Directions: Rewrite every item below with "drop a point" changed to "place a marker", keeping everything else the same.

Given information:
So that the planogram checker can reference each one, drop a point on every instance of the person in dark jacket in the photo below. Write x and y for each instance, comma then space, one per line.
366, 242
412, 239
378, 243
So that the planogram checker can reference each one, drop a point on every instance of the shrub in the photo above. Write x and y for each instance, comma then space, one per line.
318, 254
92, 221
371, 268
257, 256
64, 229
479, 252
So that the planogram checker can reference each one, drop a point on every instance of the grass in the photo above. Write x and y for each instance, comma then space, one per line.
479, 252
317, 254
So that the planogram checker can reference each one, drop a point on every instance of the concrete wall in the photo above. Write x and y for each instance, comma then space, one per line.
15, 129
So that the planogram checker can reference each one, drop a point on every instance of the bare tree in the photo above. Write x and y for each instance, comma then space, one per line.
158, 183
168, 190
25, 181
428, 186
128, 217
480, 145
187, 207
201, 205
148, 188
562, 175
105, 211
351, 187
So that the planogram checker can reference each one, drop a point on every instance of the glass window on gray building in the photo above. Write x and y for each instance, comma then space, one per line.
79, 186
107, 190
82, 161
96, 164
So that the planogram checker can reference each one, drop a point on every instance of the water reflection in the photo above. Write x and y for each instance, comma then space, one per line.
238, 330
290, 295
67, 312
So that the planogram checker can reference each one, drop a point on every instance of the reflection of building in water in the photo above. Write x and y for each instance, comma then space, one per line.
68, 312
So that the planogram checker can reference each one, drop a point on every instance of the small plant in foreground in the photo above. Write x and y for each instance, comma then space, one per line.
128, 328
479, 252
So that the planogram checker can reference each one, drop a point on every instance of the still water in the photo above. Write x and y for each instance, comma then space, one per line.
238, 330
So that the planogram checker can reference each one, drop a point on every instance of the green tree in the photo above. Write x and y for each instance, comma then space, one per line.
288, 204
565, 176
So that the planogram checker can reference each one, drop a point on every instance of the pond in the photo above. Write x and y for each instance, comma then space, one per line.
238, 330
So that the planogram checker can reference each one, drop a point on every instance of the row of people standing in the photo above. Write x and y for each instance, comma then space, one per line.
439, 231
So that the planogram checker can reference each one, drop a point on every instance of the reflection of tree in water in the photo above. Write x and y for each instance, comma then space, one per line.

Worked solution:
So that the planogram checker can reference each one, place a marker on every instance of the person in dark jacket in the photo below. Write x and y for each instance, comma then space, one per line.
366, 242
412, 239
378, 243
So that the planogram checker can reference each one, place a marker on every instance of the shrub in the photo above. Write x and y for each instance, comma then space, one per line.
318, 254
92, 221
371, 268
257, 256
64, 229
479, 252
So that the planogram checker can reference each one, place a marker on every instance of the grass in the photo above. Write x and y for each instance, comma then space, one per line.
479, 252
317, 254
So that the planogram checker can reference each one, place a marker on every instance of the concrete wall in the photo above. Write x and y for each instance, comma then space, one per line.
15, 129
So that the planogram checker can reference each one, place a marker on every instance of the bare tree in the photo above. Write x and y for each instance, comma then space, one per line.
158, 183
168, 190
25, 181
428, 186
128, 217
480, 145
187, 207
201, 205
148, 188
562, 175
105, 211
351, 187
So that the planogram checker can reference each one, place a marker on every instance of the glass window on gray building in the photo above. Write x and y for each instance, comma then space, one per line.
79, 186
107, 190
82, 161
96, 164
So that the planogram checker can reference each one, place a marker on every instance of the water reflection in the photo above. Write x and y for each instance, comma then space, one per line.
238, 330
290, 295
67, 312
So that the planogram checker can reference each one, place a marker on every instance of the reflection of building in water in the photo above. Write x and y for each instance, comma then space, one per line.
68, 312
So that the planogram checker can reference each one, place a marker on every instance of the small plant in foreground in the photo above. Write x and y for each instance, comma then space, one per line.
128, 328
479, 252
So that the planogram checker can reference each one, place a marker on every instance of the still water in the photo above. Write x and y for each instance, comma then space, one per line.
238, 330
So that the planogram checker can reference each one, place a marker on every instance of the green tree in the photo above. Write x and y for each instance, comma then space, one per line.
288, 204
565, 176
So that the planogram checker can reference each one, place a marker on every instance of the pond in the photo above. Write x and y for each instance, comma then space, one per line.
238, 330
So that the planogram checker can reference each one, place a marker on every instance of the row of people standing in the photo above. Write x and y for each instance, comma then space, one per line.
439, 231
So that the planogram checker can reference each one, place a marker on every instance of the reflection of tree in water in the photo above. Write x and y for each instance, comma then space, one per line.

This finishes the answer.